— START DATASET CONTENT —

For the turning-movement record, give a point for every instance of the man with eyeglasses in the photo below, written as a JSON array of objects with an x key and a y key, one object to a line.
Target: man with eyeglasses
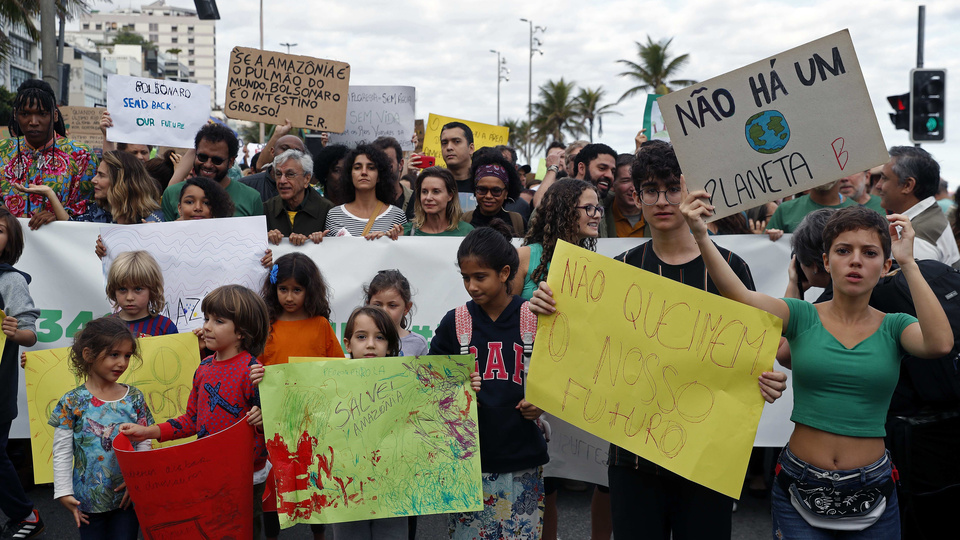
[
  {"x": 640, "y": 491},
  {"x": 215, "y": 149}
]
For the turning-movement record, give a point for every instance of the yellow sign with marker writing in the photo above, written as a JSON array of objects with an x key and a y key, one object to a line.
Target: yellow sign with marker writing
[
  {"x": 484, "y": 135},
  {"x": 662, "y": 369},
  {"x": 165, "y": 376}
]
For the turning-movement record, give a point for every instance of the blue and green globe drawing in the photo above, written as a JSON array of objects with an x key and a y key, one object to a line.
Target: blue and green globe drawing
[{"x": 767, "y": 132}]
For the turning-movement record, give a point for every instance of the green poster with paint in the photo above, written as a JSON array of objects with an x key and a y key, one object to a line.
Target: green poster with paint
[{"x": 372, "y": 438}]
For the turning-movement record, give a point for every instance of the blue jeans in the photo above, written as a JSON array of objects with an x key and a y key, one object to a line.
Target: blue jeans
[
  {"x": 789, "y": 525},
  {"x": 117, "y": 524}
]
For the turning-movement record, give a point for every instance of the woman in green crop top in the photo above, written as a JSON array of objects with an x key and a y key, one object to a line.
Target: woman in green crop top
[
  {"x": 845, "y": 366},
  {"x": 570, "y": 211}
]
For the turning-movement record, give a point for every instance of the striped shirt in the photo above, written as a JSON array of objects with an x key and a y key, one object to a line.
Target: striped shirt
[{"x": 339, "y": 218}]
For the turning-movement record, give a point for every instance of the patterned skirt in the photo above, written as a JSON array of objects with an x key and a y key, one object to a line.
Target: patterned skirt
[{"x": 512, "y": 508}]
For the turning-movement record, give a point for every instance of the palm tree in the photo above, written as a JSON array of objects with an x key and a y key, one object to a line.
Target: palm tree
[
  {"x": 556, "y": 111},
  {"x": 654, "y": 69},
  {"x": 588, "y": 105}
]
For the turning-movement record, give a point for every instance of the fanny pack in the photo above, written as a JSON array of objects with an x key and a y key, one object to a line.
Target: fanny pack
[{"x": 836, "y": 509}]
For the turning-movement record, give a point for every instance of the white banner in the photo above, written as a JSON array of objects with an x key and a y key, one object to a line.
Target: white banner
[
  {"x": 68, "y": 286},
  {"x": 157, "y": 112},
  {"x": 378, "y": 111}
]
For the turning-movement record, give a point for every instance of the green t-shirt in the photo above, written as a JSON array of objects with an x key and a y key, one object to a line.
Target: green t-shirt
[
  {"x": 829, "y": 379},
  {"x": 789, "y": 214},
  {"x": 462, "y": 229},
  {"x": 246, "y": 200}
]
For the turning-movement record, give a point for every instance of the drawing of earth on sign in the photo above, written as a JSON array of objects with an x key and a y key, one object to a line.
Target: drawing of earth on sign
[{"x": 767, "y": 132}]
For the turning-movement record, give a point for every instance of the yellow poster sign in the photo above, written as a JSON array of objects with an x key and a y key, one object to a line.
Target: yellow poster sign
[
  {"x": 659, "y": 368},
  {"x": 165, "y": 376},
  {"x": 484, "y": 135}
]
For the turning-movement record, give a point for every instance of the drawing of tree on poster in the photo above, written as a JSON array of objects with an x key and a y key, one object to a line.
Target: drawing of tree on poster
[{"x": 372, "y": 438}]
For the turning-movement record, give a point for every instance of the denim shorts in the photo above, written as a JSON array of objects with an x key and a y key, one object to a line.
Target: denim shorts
[{"x": 789, "y": 524}]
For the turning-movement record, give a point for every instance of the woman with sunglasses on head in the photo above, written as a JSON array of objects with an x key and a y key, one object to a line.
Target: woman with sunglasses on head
[
  {"x": 495, "y": 181},
  {"x": 436, "y": 210}
]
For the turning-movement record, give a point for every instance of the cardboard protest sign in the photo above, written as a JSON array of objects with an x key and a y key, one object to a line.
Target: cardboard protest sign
[
  {"x": 483, "y": 135},
  {"x": 151, "y": 111},
  {"x": 83, "y": 125},
  {"x": 378, "y": 111},
  {"x": 372, "y": 438},
  {"x": 267, "y": 86},
  {"x": 165, "y": 376},
  {"x": 203, "y": 489},
  {"x": 657, "y": 367},
  {"x": 779, "y": 126}
]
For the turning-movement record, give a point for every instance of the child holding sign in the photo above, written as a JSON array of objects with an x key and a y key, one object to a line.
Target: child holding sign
[
  {"x": 86, "y": 476},
  {"x": 835, "y": 473},
  {"x": 512, "y": 448},
  {"x": 235, "y": 327}
]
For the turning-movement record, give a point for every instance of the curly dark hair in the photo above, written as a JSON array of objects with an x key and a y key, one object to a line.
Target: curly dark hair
[
  {"x": 492, "y": 156},
  {"x": 558, "y": 218},
  {"x": 306, "y": 274},
  {"x": 221, "y": 205},
  {"x": 384, "y": 187},
  {"x": 655, "y": 160}
]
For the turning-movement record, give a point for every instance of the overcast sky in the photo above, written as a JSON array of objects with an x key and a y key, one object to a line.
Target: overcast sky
[{"x": 443, "y": 48}]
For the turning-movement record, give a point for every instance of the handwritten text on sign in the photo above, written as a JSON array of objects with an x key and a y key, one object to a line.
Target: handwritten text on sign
[
  {"x": 372, "y": 438},
  {"x": 266, "y": 86},
  {"x": 378, "y": 111},
  {"x": 165, "y": 377},
  {"x": 779, "y": 126},
  {"x": 151, "y": 111},
  {"x": 664, "y": 370},
  {"x": 484, "y": 135}
]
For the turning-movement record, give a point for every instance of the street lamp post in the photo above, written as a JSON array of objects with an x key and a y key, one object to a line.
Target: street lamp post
[
  {"x": 502, "y": 75},
  {"x": 533, "y": 49}
]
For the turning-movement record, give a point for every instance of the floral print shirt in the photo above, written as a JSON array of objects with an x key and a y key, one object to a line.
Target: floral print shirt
[
  {"x": 95, "y": 423},
  {"x": 65, "y": 165}
]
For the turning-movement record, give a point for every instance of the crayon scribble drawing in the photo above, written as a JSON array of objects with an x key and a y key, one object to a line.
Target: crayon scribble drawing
[
  {"x": 372, "y": 438},
  {"x": 165, "y": 376},
  {"x": 195, "y": 258}
]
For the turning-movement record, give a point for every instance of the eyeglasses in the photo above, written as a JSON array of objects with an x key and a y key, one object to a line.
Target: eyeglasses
[
  {"x": 483, "y": 190},
  {"x": 593, "y": 211},
  {"x": 217, "y": 161},
  {"x": 289, "y": 174},
  {"x": 650, "y": 195}
]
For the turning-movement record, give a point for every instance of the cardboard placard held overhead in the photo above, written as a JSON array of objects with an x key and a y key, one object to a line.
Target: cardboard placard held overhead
[
  {"x": 267, "y": 86},
  {"x": 776, "y": 127},
  {"x": 378, "y": 111},
  {"x": 483, "y": 135},
  {"x": 151, "y": 111},
  {"x": 83, "y": 125}
]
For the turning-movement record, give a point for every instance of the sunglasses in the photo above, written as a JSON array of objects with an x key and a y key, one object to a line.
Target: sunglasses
[
  {"x": 217, "y": 161},
  {"x": 483, "y": 190}
]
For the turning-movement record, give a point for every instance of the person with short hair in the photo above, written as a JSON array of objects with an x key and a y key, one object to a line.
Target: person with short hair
[
  {"x": 38, "y": 152},
  {"x": 298, "y": 212},
  {"x": 215, "y": 149}
]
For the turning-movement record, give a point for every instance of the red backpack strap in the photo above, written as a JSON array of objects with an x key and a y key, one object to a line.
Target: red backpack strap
[{"x": 464, "y": 323}]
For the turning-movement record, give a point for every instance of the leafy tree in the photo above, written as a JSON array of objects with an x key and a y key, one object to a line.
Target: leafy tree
[
  {"x": 590, "y": 110},
  {"x": 556, "y": 112},
  {"x": 655, "y": 69}
]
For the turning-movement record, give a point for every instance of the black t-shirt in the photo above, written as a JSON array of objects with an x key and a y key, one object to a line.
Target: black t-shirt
[{"x": 692, "y": 273}]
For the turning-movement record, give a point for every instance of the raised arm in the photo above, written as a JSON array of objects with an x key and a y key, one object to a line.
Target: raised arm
[
  {"x": 695, "y": 208},
  {"x": 933, "y": 336}
]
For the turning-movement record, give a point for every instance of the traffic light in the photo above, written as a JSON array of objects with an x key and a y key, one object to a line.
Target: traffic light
[
  {"x": 901, "y": 106},
  {"x": 927, "y": 105}
]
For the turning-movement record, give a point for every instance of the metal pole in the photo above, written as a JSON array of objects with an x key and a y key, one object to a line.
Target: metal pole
[
  {"x": 920, "y": 23},
  {"x": 48, "y": 44}
]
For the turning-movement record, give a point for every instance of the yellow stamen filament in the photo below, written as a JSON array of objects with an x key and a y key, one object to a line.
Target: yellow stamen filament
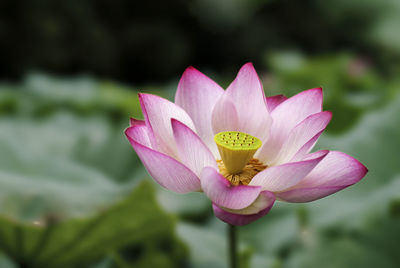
[
  {"x": 236, "y": 149},
  {"x": 253, "y": 167}
]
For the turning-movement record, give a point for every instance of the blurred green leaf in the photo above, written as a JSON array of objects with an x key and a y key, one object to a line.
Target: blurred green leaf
[{"x": 134, "y": 221}]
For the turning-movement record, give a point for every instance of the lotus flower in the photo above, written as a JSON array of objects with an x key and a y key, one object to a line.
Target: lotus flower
[{"x": 242, "y": 149}]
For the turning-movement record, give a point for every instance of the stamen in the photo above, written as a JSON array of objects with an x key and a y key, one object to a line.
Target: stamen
[{"x": 236, "y": 149}]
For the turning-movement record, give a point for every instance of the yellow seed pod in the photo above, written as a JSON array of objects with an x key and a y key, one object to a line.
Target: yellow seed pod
[{"x": 236, "y": 149}]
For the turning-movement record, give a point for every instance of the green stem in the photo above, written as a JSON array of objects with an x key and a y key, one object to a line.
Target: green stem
[{"x": 232, "y": 236}]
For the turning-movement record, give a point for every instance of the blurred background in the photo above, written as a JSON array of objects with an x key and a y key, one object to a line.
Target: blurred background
[{"x": 72, "y": 191}]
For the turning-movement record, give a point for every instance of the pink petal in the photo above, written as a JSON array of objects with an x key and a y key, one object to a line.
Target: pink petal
[
  {"x": 247, "y": 94},
  {"x": 224, "y": 116},
  {"x": 335, "y": 172},
  {"x": 222, "y": 193},
  {"x": 285, "y": 117},
  {"x": 167, "y": 171},
  {"x": 306, "y": 148},
  {"x": 197, "y": 95},
  {"x": 240, "y": 219},
  {"x": 279, "y": 178},
  {"x": 301, "y": 134},
  {"x": 274, "y": 101},
  {"x": 303, "y": 195},
  {"x": 191, "y": 149},
  {"x": 138, "y": 132},
  {"x": 158, "y": 113},
  {"x": 135, "y": 122}
]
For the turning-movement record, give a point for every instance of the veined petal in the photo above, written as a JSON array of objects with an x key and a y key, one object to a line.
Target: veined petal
[
  {"x": 224, "y": 116},
  {"x": 243, "y": 219},
  {"x": 335, "y": 172},
  {"x": 264, "y": 200},
  {"x": 157, "y": 114},
  {"x": 247, "y": 94},
  {"x": 303, "y": 195},
  {"x": 285, "y": 117},
  {"x": 138, "y": 132},
  {"x": 223, "y": 194},
  {"x": 135, "y": 122},
  {"x": 306, "y": 148},
  {"x": 197, "y": 95},
  {"x": 167, "y": 171},
  {"x": 301, "y": 134},
  {"x": 274, "y": 101},
  {"x": 191, "y": 149},
  {"x": 279, "y": 178}
]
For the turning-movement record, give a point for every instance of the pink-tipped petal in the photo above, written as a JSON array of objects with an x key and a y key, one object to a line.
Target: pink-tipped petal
[
  {"x": 264, "y": 200},
  {"x": 167, "y": 171},
  {"x": 274, "y": 101},
  {"x": 334, "y": 173},
  {"x": 306, "y": 148},
  {"x": 303, "y": 195},
  {"x": 247, "y": 94},
  {"x": 138, "y": 132},
  {"x": 158, "y": 113},
  {"x": 191, "y": 149},
  {"x": 285, "y": 117},
  {"x": 135, "y": 122},
  {"x": 243, "y": 219},
  {"x": 224, "y": 116},
  {"x": 301, "y": 134},
  {"x": 279, "y": 178},
  {"x": 197, "y": 95},
  {"x": 222, "y": 193}
]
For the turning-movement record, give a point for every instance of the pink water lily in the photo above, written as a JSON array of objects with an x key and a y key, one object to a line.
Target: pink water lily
[{"x": 242, "y": 149}]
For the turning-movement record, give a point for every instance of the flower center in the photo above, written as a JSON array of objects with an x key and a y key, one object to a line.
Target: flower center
[
  {"x": 236, "y": 149},
  {"x": 252, "y": 168}
]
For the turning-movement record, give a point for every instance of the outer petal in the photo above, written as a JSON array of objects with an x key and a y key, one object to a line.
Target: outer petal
[
  {"x": 285, "y": 117},
  {"x": 191, "y": 149},
  {"x": 274, "y": 101},
  {"x": 306, "y": 148},
  {"x": 158, "y": 113},
  {"x": 301, "y": 134},
  {"x": 223, "y": 194},
  {"x": 197, "y": 95},
  {"x": 224, "y": 116},
  {"x": 247, "y": 94},
  {"x": 335, "y": 172},
  {"x": 138, "y": 132},
  {"x": 135, "y": 122},
  {"x": 279, "y": 178},
  {"x": 241, "y": 219},
  {"x": 167, "y": 171}
]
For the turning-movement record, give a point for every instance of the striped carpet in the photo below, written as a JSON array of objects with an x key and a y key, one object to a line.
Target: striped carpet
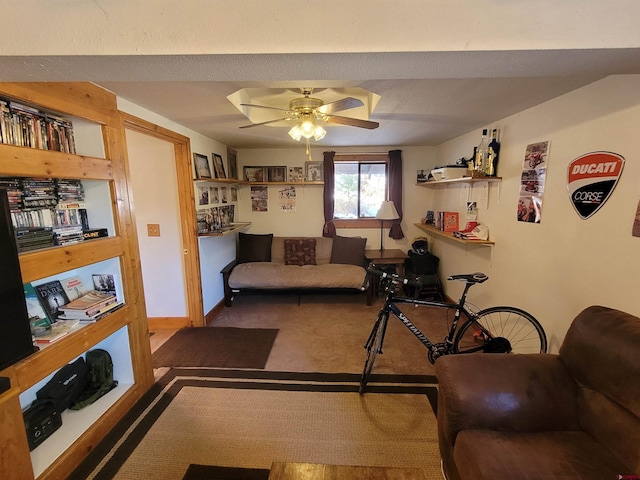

— END DATASET CONTENT —

EXERCISE INSTRUCTIONS – Report how many lines in the records above contain the word "person", giving only the number.

SOLUTION – 2